* **SOURCE TEXT**
####

- Conference: Yankee Conference
- Record: 7–4 (3–4 Yankee)
- Head coach: Buddy Teevens (2nd season);
- Offensive coordinator: Tim Murphy (2nd season)
- Defensive coordinator: John Lovett (2nd season)
- Captains: Tim Cahill; Steve Donahue;
- Home stadium: Alumni Field

= 1986 Maine Black Bears football team =

American college football season

The 1986 Maine Black Bears football team was an American football team that represented the University of Maine as a member of the Yankee Conference during the 1986 NCAA Division I-AA football season. In their second and final season under head coach Buddy Teevens, the Black Bears compiled a 7–4 record (3–4 against conference opponents) and tied for fifth place in the Yankee Conference. Tim Cahill and Steve Donahue were the team captains.

####

* **GIVEN REQUEST 1**
Reproduce the 1986 Maine Black Bears football team page word for word, from start to finish.

####

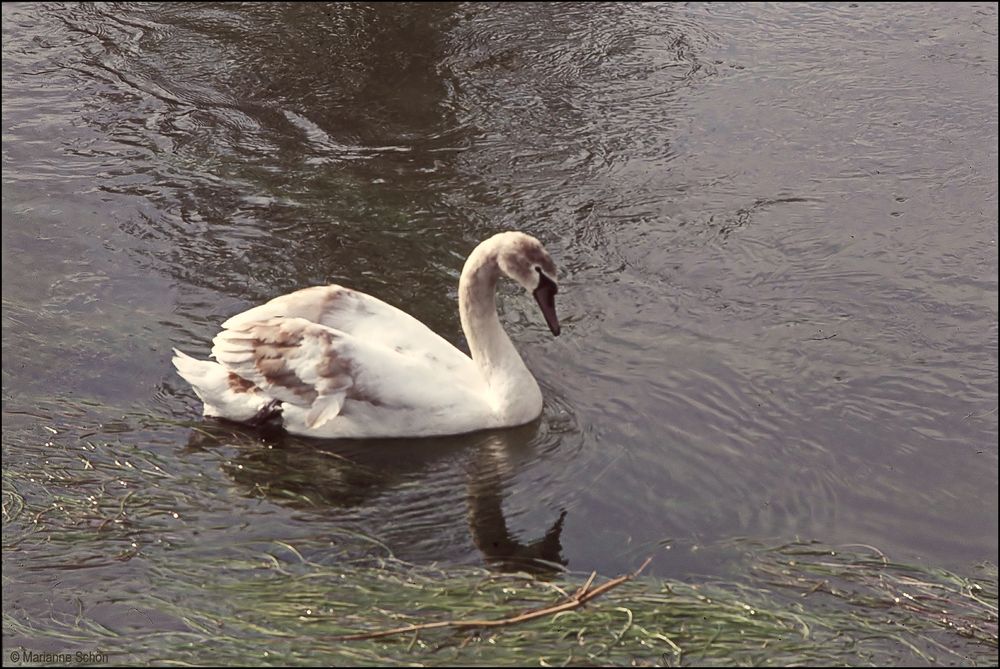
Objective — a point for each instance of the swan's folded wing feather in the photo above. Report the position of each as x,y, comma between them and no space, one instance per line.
290,359
360,315
319,369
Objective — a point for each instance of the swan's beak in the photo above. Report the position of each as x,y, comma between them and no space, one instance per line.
545,295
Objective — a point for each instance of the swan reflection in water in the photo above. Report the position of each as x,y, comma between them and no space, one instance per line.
411,487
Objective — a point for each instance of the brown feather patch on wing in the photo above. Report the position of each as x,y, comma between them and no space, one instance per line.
289,358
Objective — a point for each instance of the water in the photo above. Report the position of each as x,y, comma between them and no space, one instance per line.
776,228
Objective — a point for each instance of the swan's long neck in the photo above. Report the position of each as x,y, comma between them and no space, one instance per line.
514,389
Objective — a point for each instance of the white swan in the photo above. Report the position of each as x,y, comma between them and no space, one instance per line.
333,362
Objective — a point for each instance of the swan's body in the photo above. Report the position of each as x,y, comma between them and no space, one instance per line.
334,362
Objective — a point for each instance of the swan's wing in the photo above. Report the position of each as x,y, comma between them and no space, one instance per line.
289,359
358,314
318,369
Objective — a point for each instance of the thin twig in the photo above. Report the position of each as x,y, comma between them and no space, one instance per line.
578,599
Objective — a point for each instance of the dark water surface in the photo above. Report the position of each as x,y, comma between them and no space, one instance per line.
776,227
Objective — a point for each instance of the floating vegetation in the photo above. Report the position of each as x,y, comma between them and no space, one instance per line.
194,591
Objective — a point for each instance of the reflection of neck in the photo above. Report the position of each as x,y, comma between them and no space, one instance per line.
514,388
488,525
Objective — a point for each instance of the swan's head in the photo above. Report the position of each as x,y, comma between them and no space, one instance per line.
525,260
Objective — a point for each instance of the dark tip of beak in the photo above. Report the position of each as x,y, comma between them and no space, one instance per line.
545,295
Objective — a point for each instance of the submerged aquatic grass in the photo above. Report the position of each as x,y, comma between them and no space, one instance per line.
103,509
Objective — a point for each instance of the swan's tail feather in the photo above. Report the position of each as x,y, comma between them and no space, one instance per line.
225,394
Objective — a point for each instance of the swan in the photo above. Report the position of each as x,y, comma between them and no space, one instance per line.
333,362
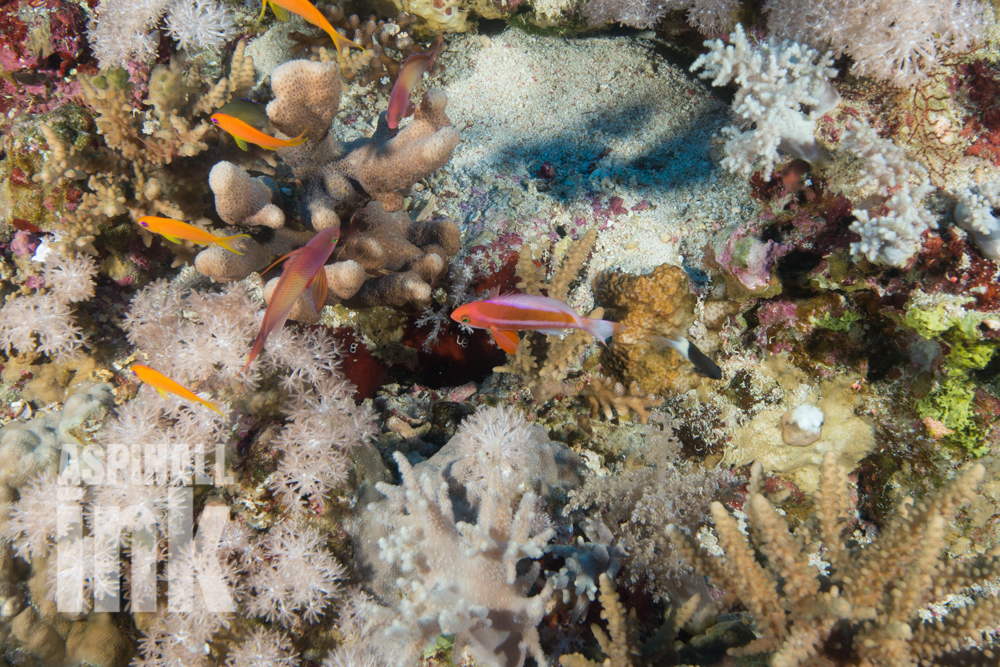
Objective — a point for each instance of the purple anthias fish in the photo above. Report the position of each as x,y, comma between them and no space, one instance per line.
304,269
409,75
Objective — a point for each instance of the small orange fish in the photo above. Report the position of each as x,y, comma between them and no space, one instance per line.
162,384
303,270
176,231
505,315
309,12
409,76
247,134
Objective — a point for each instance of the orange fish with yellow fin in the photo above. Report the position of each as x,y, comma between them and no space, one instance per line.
176,231
245,134
164,385
505,315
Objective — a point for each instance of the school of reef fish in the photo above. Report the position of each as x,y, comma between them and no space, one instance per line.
589,333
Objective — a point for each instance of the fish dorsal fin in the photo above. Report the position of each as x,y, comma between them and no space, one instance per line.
507,340
535,301
278,261
319,288
280,12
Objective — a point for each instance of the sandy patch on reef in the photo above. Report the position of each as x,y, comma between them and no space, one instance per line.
631,136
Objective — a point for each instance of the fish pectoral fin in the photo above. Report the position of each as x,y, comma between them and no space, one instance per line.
280,12
319,288
507,340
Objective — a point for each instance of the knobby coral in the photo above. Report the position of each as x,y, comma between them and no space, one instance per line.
871,597
386,259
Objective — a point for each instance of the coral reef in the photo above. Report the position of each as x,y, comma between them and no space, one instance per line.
657,304
143,165
870,598
399,259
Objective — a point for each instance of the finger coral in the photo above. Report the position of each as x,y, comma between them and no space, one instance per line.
400,259
870,598
783,89
546,375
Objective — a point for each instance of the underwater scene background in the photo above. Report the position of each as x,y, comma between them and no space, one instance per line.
620,333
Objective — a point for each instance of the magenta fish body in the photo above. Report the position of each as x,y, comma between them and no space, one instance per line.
304,267
409,76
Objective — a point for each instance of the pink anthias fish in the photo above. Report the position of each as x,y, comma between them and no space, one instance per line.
304,269
506,314
410,73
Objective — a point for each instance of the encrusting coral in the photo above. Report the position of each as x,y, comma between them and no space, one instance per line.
656,304
385,258
869,598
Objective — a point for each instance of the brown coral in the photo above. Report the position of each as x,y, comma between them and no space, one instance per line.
402,258
393,160
870,600
141,167
655,304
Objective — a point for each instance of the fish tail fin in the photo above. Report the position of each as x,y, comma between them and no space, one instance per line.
601,329
212,406
224,242
279,12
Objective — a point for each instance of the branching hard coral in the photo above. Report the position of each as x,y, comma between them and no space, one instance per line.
136,169
460,578
894,237
608,398
124,31
561,352
870,597
899,41
646,494
975,213
386,259
783,89
621,643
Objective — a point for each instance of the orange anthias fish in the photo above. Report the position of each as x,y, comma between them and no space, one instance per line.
505,315
247,134
176,231
309,12
409,76
162,384
303,269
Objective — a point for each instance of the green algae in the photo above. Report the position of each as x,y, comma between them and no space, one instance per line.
950,402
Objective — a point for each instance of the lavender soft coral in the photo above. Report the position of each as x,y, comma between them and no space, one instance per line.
389,260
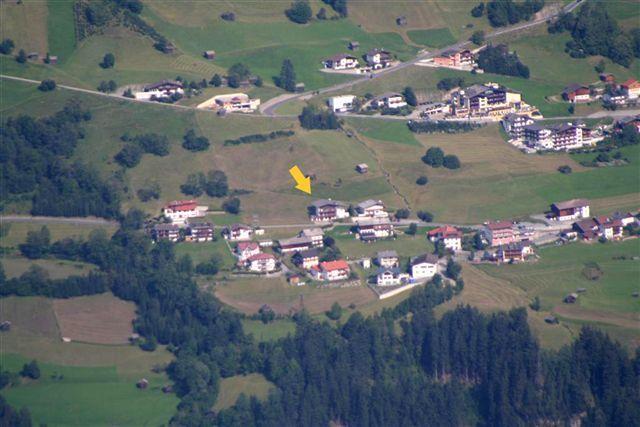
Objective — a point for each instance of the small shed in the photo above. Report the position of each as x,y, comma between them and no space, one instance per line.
362,168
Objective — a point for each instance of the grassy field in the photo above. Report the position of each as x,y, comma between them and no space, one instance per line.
98,382
607,301
251,385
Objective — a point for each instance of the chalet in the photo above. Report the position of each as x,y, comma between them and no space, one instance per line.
391,276
169,232
576,93
607,78
307,259
562,136
631,88
316,235
261,263
342,103
372,231
371,209
238,232
245,250
295,244
424,266
199,232
178,211
235,102
341,61
514,125
362,168
388,259
570,210
500,233
454,58
331,271
390,100
514,252
159,90
450,237
328,210
378,58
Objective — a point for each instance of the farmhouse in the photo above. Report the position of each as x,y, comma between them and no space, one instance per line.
374,230
261,263
500,233
576,93
388,259
199,232
450,237
307,259
570,210
179,211
169,232
245,250
162,89
371,209
341,61
315,235
631,88
234,102
342,103
391,276
424,266
511,252
514,125
390,100
295,244
238,232
331,271
455,59
328,210
378,58
562,136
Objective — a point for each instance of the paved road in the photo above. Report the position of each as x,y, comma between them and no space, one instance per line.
57,219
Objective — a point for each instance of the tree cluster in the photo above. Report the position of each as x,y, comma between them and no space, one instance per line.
34,162
498,60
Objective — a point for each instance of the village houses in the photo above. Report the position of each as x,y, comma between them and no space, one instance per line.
331,271
424,266
450,237
388,259
238,232
261,263
328,210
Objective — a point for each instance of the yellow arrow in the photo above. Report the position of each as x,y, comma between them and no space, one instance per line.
303,182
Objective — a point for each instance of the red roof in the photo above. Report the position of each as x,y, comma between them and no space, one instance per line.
334,265
182,205
260,257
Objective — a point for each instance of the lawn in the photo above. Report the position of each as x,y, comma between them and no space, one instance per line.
251,385
607,301
98,384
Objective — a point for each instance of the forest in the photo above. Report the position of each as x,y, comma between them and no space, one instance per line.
465,368
35,158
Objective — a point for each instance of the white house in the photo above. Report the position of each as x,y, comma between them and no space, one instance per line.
424,266
261,263
342,103
179,211
391,277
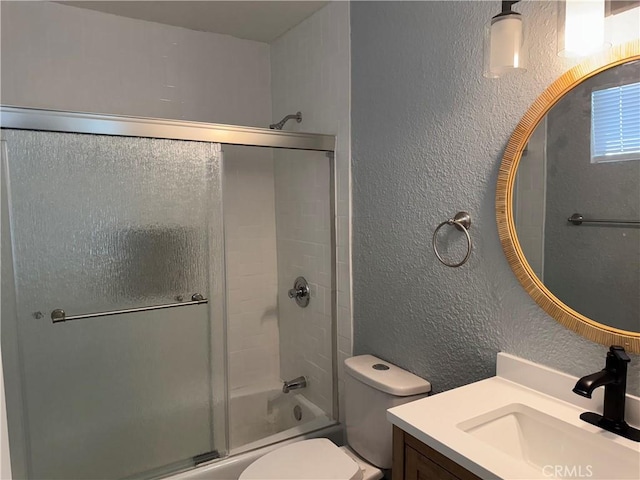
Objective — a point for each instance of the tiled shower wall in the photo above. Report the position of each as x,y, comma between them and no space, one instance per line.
310,72
304,249
67,58
251,269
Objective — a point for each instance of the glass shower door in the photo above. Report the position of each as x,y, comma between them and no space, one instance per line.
101,224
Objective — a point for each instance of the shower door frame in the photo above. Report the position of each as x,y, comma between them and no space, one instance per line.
24,118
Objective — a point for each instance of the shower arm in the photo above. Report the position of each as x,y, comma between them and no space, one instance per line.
280,124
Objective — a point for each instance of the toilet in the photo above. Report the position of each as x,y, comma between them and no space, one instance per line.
371,387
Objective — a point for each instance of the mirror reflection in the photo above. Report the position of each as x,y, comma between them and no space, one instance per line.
584,157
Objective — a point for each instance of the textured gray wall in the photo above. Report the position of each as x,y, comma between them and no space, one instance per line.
428,136
599,276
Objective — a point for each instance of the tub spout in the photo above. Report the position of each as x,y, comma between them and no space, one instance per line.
294,384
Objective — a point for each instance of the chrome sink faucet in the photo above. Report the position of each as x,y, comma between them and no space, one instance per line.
614,379
294,384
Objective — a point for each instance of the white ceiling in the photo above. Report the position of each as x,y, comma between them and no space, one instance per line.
262,21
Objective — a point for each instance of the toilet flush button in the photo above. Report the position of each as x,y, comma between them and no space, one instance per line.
380,366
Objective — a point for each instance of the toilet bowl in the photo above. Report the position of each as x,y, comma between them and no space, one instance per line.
315,459
371,387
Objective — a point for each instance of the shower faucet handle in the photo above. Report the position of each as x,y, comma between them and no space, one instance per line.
300,292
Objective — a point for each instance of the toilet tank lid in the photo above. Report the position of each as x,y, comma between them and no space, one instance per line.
385,376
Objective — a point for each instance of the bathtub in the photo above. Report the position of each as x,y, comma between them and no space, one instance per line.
261,421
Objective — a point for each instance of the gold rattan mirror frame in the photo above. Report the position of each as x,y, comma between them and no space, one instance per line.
568,317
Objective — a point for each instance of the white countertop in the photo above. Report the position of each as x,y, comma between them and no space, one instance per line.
435,420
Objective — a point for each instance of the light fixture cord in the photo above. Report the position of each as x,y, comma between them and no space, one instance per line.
506,7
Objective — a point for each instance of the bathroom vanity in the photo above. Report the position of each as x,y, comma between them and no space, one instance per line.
522,423
413,460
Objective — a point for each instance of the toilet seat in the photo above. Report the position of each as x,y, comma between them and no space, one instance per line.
315,459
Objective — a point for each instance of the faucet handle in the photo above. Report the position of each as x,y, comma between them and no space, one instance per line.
619,353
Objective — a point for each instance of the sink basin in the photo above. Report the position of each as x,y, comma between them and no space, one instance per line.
558,449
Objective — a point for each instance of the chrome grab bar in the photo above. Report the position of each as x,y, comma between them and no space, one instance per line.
578,219
58,315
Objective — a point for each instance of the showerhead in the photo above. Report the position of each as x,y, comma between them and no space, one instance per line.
280,124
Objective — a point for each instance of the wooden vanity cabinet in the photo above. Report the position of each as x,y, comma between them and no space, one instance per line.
413,460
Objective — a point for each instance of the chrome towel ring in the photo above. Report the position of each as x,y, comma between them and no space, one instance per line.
462,221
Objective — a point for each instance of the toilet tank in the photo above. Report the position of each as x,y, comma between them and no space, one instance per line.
371,387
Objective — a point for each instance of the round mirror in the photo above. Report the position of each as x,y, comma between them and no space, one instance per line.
568,199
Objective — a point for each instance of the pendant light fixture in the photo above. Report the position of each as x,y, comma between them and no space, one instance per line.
504,48
581,27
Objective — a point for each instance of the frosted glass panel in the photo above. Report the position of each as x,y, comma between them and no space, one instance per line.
105,222
102,223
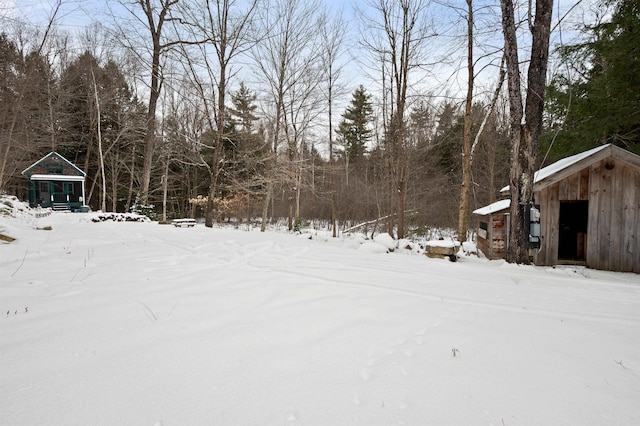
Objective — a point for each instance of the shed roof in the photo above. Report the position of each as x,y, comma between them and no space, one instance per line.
562,168
54,156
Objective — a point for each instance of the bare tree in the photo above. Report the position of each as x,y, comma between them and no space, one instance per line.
227,29
156,13
469,146
400,41
284,60
333,31
23,87
526,124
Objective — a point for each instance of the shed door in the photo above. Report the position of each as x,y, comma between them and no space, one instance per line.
572,241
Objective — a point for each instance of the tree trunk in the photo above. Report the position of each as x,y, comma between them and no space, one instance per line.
466,142
525,137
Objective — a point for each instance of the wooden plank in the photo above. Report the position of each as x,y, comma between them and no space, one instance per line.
629,226
542,198
592,225
636,226
553,215
584,185
604,216
6,238
615,213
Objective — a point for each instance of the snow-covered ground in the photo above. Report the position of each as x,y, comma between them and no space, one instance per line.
120,323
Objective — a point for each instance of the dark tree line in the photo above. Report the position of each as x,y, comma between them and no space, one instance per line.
262,153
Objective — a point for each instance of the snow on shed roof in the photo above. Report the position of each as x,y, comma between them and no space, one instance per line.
494,207
559,165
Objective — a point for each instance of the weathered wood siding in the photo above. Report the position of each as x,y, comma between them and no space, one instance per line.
612,188
573,188
613,240
493,242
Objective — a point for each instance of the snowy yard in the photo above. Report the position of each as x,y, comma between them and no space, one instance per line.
142,324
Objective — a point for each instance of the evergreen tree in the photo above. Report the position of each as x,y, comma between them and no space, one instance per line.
354,131
244,108
600,97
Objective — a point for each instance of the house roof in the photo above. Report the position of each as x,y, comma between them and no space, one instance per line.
567,166
55,157
494,207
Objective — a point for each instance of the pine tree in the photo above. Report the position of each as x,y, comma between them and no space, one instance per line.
353,130
600,97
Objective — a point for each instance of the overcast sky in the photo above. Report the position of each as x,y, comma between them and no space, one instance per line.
446,76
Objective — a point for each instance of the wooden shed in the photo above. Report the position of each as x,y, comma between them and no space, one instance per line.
55,182
493,222
589,211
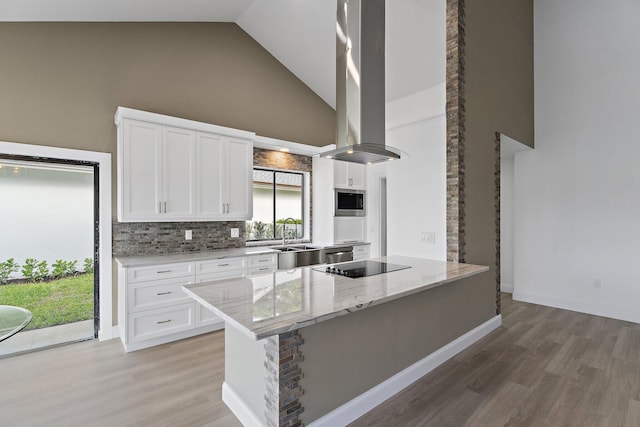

####

* **GIVEN REQUEST 2**
Pull out every line in the entries that contains the word "mirror".

* **SOLUTION 1**
- Conference: Yankee Conference
- Record: 7–4 (3–4 Yankee)
- Head coach: Buddy Teevens (2nd season);
- Offensive coordinator: Tim Murphy (2nd season)
- Defensive coordinator: John Lovett (2nd season)
- Captains: Tim Cahill; Steve Donahue;
- Home stadium: Alumni Field

= 1986 Maine Black Bears football team =

American college football season

The 1986 Maine Black Bears football team was an American football team that represented the University of Maine as a member of the Yankee Conference during the 1986 NCAA Division I-AA football season. In their second and final season under head coach Buddy Teevens, the Black Bears compiled a 7–4 record (3–4 against conference opponents) and tied for fifth place in the Yankee Conference. Tim Cahill and Steve Donahue were the team captains.

* **SOLUTION 2**
Objective — a point for each instance of the mirror reflection in the photo above. Report the position of each as x,y, comma between them and no space, one instance per line.
Objective — a point for each instance of the gold rattan mirror frame in the photo above. Report the position of each as x,y, comma between them and no space, one instance per line.
Objective — a point for each instance of the round mirror in the photo above. Report the position of each as x,y, comma between them and no space, one instance per line.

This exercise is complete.